### RECORDS TO PROCESS

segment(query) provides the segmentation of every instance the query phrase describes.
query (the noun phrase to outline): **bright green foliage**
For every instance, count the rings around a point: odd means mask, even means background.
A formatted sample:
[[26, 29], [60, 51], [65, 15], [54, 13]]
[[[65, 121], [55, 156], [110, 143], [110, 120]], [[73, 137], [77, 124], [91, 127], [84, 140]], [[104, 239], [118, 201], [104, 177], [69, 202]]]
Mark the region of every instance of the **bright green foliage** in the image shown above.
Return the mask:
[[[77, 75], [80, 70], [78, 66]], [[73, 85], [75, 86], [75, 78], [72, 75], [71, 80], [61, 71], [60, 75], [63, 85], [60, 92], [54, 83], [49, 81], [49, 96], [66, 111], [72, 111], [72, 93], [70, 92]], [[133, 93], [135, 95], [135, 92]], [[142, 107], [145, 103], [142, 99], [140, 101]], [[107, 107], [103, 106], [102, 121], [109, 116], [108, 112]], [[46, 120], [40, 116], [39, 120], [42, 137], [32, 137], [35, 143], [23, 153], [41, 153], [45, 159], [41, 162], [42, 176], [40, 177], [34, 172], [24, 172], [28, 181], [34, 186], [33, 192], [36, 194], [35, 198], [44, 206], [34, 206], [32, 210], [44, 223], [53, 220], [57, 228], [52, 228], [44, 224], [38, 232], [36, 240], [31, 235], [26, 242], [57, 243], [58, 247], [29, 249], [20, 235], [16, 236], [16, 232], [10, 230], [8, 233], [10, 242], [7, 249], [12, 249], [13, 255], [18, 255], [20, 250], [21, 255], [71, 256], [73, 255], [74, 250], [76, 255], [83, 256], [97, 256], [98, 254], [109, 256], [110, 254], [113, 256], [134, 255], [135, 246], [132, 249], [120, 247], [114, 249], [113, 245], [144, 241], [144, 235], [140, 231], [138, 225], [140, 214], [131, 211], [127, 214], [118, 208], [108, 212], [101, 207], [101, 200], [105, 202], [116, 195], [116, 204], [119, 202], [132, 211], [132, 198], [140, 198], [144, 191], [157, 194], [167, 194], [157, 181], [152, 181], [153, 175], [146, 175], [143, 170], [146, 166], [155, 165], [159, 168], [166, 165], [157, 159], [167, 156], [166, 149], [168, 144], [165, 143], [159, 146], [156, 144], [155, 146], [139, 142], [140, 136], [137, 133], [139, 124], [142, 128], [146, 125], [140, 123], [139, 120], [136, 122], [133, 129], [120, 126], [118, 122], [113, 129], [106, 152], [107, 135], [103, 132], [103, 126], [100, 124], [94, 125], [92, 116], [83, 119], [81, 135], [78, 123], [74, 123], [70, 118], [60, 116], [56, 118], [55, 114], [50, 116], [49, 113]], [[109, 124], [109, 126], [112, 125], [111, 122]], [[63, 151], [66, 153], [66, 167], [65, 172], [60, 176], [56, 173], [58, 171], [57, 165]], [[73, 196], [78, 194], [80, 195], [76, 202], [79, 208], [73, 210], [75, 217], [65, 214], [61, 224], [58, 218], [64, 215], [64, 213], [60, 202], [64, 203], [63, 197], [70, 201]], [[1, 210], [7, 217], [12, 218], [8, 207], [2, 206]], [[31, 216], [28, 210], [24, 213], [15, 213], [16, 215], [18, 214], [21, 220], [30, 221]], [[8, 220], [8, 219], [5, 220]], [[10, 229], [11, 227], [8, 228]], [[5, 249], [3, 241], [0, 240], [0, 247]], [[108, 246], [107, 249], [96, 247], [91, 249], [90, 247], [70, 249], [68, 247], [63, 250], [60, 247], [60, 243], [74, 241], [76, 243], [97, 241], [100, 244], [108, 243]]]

### WORK REQUIRED
Render every line of the listing above as a Markdown table with the columns No. and Line, and leave out blank lines.

### FINAL RESULT
| No. | Line |
|---|---|
| 1 | segment(query) provides the segmentation of every instance the query phrase describes. |
| 2 | query (the noun phrase to outline): **bright green foliage** |
| 3 | For every instance, count the rings around a point: odd means mask, even means background. |
| 4 | A formatted sample: |
| 5 | [[26, 29], [60, 51], [65, 15], [54, 13]] |
| 6 | [[[65, 121], [55, 156], [110, 143], [110, 120]], [[73, 137], [77, 124], [91, 127], [84, 140]], [[104, 239], [118, 201], [104, 177], [69, 202]]] |
| 7 | Mark the region of every instance of the **bright green foliage** in the image shown above. |
| 8 | Return the mask: |
| 9 | [[[77, 75], [80, 70], [78, 66]], [[73, 85], [75, 86], [75, 78], [72, 75], [71, 80], [61, 71], [60, 75], [63, 85], [60, 92], [54, 83], [49, 81], [49, 96], [66, 111], [72, 111], [72, 93], [70, 92]], [[133, 93], [135, 95], [135, 92]], [[142, 107], [145, 103], [142, 99], [140, 101]], [[107, 107], [103, 106], [102, 121], [109, 116], [108, 112]], [[46, 120], [40, 116], [39, 120], [42, 137], [32, 137], [35, 143], [23, 153], [41, 153], [45, 159], [41, 162], [42, 176], [40, 177], [34, 172], [24, 172], [28, 181], [34, 186], [33, 192], [36, 194], [35, 198], [44, 206], [34, 206], [32, 210], [44, 223], [53, 220], [57, 228], [52, 228], [44, 224], [38, 232], [36, 240], [31, 235], [26, 242], [57, 243], [58, 247], [29, 249], [20, 235], [16, 236], [16, 232], [10, 230], [8, 233], [10, 242], [7, 249], [12, 249], [13, 255], [18, 255], [20, 250], [21, 255], [71, 256], [73, 255], [74, 250], [76, 255], [83, 256], [97, 256], [98, 254], [109, 256], [110, 254], [113, 256], [134, 255], [135, 246], [132, 249], [120, 247], [114, 249], [113, 245], [144, 241], [144, 235], [140, 231], [138, 225], [140, 214], [131, 211], [127, 214], [118, 208], [108, 212], [101, 207], [101, 200], [105, 202], [116, 195], [116, 204], [119, 202], [132, 211], [132, 198], [140, 198], [144, 191], [157, 194], [167, 194], [157, 181], [152, 181], [153, 175], [146, 175], [143, 170], [146, 166], [155, 165], [159, 168], [166, 165], [157, 159], [167, 156], [166, 149], [168, 144], [165, 143], [159, 146], [156, 144], [155, 146], [139, 142], [140, 136], [137, 133], [139, 124], [142, 128], [146, 125], [140, 123], [139, 120], [136, 122], [133, 129], [120, 126], [118, 122], [113, 129], [106, 152], [107, 135], [103, 132], [103, 126], [100, 124], [94, 125], [92, 116], [83, 119], [81, 135], [78, 123], [74, 123], [70, 118], [60, 116], [56, 118], [55, 114], [50, 116], [49, 113]], [[109, 124], [109, 126], [112, 125], [111, 122]], [[63, 151], [66, 153], [66, 167], [65, 172], [60, 176], [56, 173], [58, 171], [57, 165]], [[73, 196], [78, 194], [80, 195], [76, 202], [79, 208], [73, 210], [75, 217], [65, 214], [61, 224], [58, 218], [64, 215], [64, 213], [60, 202], [64, 203], [63, 197], [70, 201]], [[1, 210], [7, 217], [12, 218], [8, 207], [2, 206]], [[31, 216], [28, 210], [24, 213], [15, 213], [16, 215], [18, 214], [21, 220], [30, 221]], [[8, 220], [8, 219], [5, 220]], [[10, 229], [11, 227], [8, 228]], [[5, 249], [3, 241], [0, 240], [0, 247]], [[108, 246], [107, 249], [96, 247], [91, 249], [90, 247], [70, 249], [68, 247], [63, 250], [60, 247], [60, 243], [74, 241], [76, 243], [97, 241], [100, 244], [108, 243]]] |